The data Start Marker
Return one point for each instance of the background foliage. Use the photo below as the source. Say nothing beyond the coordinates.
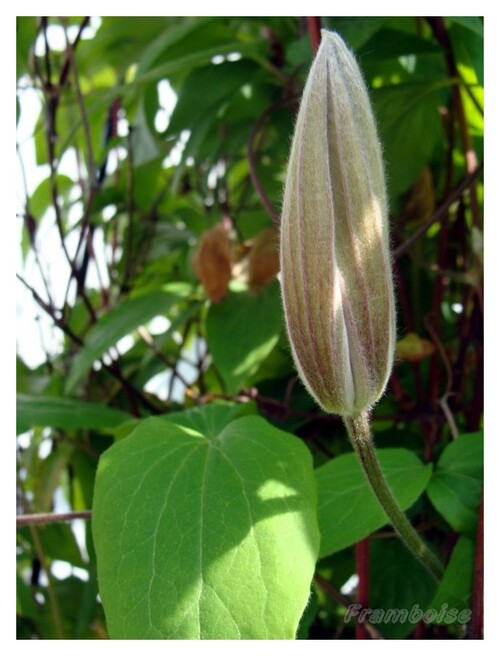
(170, 210)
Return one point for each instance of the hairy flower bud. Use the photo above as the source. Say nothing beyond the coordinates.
(334, 248)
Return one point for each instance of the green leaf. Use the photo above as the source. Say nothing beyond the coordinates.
(347, 508)
(121, 321)
(401, 589)
(205, 537)
(472, 23)
(242, 331)
(219, 82)
(468, 48)
(454, 593)
(64, 413)
(210, 420)
(25, 36)
(456, 485)
(407, 113)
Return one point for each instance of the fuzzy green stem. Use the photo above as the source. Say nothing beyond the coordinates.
(361, 439)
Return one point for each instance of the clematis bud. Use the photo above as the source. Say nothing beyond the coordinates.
(334, 246)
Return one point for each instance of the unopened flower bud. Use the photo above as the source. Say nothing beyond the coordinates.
(334, 249)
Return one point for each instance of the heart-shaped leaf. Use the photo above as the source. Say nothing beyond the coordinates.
(205, 536)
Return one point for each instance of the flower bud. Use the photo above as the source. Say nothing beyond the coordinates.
(334, 246)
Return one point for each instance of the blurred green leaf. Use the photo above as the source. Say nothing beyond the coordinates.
(204, 91)
(64, 413)
(401, 589)
(457, 483)
(242, 331)
(405, 113)
(121, 321)
(26, 29)
(347, 508)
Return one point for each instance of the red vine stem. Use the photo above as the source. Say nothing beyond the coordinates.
(362, 552)
(439, 30)
(476, 623)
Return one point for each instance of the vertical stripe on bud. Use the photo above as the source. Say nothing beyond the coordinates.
(334, 247)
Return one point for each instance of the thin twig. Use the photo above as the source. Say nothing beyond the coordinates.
(110, 368)
(251, 155)
(51, 518)
(345, 601)
(440, 31)
(439, 213)
(53, 601)
(476, 624)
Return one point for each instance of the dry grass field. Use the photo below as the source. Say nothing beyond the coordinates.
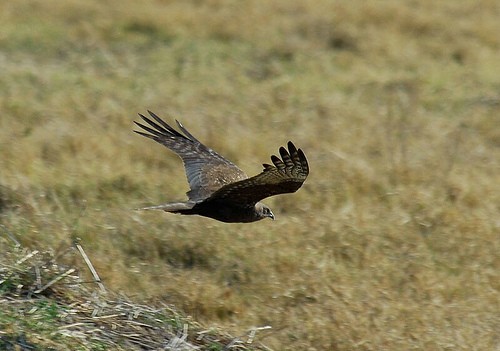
(393, 243)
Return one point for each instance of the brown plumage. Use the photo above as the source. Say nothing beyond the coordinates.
(218, 188)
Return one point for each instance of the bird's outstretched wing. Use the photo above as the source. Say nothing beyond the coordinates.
(206, 170)
(286, 176)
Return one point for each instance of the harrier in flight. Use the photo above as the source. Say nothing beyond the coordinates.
(219, 189)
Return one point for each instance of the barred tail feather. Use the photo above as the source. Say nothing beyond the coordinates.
(175, 207)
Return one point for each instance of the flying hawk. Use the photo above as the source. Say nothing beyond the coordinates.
(219, 189)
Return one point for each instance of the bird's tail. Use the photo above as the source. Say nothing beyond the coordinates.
(174, 207)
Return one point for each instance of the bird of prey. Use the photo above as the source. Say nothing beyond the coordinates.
(218, 188)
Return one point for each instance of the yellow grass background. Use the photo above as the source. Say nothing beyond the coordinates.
(393, 243)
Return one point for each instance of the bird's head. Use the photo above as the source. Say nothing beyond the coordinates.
(263, 211)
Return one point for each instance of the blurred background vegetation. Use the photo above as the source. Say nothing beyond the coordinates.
(392, 243)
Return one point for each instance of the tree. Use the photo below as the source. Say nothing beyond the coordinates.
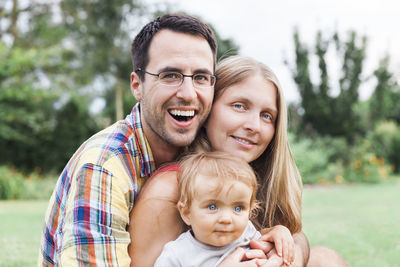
(100, 32)
(384, 102)
(324, 113)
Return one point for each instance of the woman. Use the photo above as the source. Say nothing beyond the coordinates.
(248, 119)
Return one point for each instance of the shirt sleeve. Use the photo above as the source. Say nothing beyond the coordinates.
(96, 219)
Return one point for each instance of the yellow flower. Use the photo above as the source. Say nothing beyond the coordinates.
(339, 179)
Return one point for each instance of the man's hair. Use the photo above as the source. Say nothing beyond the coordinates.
(174, 22)
(221, 166)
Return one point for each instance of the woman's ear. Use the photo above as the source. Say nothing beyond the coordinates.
(184, 211)
(136, 86)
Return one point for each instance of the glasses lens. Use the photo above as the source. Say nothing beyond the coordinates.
(203, 80)
(171, 78)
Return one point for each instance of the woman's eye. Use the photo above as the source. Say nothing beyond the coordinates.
(212, 207)
(238, 208)
(238, 106)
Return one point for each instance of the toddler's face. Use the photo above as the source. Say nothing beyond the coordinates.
(218, 217)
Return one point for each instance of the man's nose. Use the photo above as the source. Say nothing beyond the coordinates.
(186, 90)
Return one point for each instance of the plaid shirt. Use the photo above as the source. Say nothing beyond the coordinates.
(88, 214)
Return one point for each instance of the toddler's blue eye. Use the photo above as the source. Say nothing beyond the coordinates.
(212, 207)
(238, 209)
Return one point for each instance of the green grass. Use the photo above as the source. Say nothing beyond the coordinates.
(361, 222)
(20, 230)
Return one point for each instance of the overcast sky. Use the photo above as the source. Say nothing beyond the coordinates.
(264, 29)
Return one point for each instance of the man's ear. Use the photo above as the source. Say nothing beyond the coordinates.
(136, 86)
(185, 213)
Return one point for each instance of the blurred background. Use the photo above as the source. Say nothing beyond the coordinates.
(64, 75)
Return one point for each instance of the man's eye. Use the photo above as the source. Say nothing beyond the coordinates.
(201, 77)
(212, 207)
(170, 75)
(238, 208)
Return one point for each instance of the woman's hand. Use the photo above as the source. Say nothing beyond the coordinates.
(244, 258)
(283, 241)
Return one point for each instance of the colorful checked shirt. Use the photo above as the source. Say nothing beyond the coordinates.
(88, 214)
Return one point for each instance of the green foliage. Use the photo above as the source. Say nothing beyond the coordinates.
(324, 113)
(318, 161)
(68, 139)
(385, 140)
(330, 160)
(384, 102)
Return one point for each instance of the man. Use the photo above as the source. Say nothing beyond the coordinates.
(88, 214)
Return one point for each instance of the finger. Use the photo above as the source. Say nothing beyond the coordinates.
(273, 259)
(262, 245)
(237, 255)
(286, 253)
(255, 254)
(292, 252)
(278, 247)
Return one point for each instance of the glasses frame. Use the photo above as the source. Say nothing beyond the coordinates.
(213, 77)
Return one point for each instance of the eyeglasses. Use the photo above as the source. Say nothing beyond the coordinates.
The data End Marker
_Requirement_. The expected output is the lines from the one with "Return one point for each instance of the man." through the end of the data, exactly as written and nothing more.

_Written solution_.
Return one point for each instance of the man. Use the photo above as the source. Say nothing beyond the coordinates.
(88, 214)
Return one point for each instance of the finger. Use the photo above as the source. Say nothing beyond the coordinates.
(273, 259)
(262, 245)
(237, 255)
(286, 253)
(255, 254)
(292, 252)
(278, 247)
Return one point for each instance of the glasses frame. Use the photo above as the source. Say nothing beyond the coordinates.
(213, 77)
Return one point for each instance of the eyeglasses. Use the photo above as the source. Say nothing beyond the coordinates.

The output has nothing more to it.